• TASK STATEMENT
Please return the passage of the forum thread below from "Just noticed. Odd" to "with the response...", copied word for word.
====== PROVIDED TEXT
Don't know if you read the VS thread, but it looked like they kicked OP off as soon as he posted there about this.


----------



## Cinelli 82220 (Dec 2, 2010)

Not surprising. VS is just a mutual admiration society.


----------



## Waves77 (Aug 15, 2010)

bikerjulio said:


> Don't know if you read the VS thread, but it looked like they kicked OP off as soon as he posted there about this.


Just noticed. Odd since Steve Garro complained as well. Hey, it's hard to remove stuff from the internet. If I were the OP I would start a blog with AM name in the title and explain the situation, post it to a number of places.


----------



## Frith (Oct 3, 2002)

I messaged one of the mods after they closed the thread here is my message along with the response...

I don't intend to become a long time and trusted member of these forums. I wouldn't know where to start. My 10 years on RoadBikeReview is about all the effort I'm willing to commit to a cycling forum. I only intended to add an addendum to a thread about a builder that paints him in what I feel is a undeserved light.
============
====== EXTRACTED MATERIAL
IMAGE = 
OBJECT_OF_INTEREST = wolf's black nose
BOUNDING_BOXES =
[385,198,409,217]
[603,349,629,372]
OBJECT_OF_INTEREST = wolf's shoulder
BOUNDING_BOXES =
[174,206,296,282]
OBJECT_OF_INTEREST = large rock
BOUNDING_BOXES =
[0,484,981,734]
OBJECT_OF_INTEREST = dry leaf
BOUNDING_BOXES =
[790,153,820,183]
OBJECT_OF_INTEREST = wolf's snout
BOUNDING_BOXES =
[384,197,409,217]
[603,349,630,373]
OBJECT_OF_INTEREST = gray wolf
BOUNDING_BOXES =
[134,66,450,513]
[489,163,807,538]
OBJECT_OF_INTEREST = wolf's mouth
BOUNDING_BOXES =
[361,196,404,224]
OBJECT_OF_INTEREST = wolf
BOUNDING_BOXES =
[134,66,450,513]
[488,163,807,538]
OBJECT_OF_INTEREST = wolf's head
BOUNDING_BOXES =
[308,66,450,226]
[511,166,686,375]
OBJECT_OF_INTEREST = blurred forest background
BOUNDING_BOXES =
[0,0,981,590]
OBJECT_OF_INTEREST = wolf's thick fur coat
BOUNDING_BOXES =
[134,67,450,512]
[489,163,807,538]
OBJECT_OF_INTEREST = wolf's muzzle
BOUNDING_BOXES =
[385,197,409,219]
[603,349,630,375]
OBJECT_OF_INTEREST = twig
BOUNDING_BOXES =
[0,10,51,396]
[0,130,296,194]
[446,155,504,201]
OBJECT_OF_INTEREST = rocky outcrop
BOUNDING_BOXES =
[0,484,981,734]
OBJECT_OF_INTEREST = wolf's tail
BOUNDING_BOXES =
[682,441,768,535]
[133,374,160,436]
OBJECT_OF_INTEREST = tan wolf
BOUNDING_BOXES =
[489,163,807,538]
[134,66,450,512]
============
• OUTPUT FOR THIS EXERCISE
Just noticed. Odd since Steve Garro complained as well. Hey, it's hard to remove stuff from the internet. If I were the OP I would start a blog with AM name in the title and explain the situation, post it to a number of places.


----------



## Frith (Oct 3, 2002)

I messaged one of the mods after they closed the thread here is my message along with the response...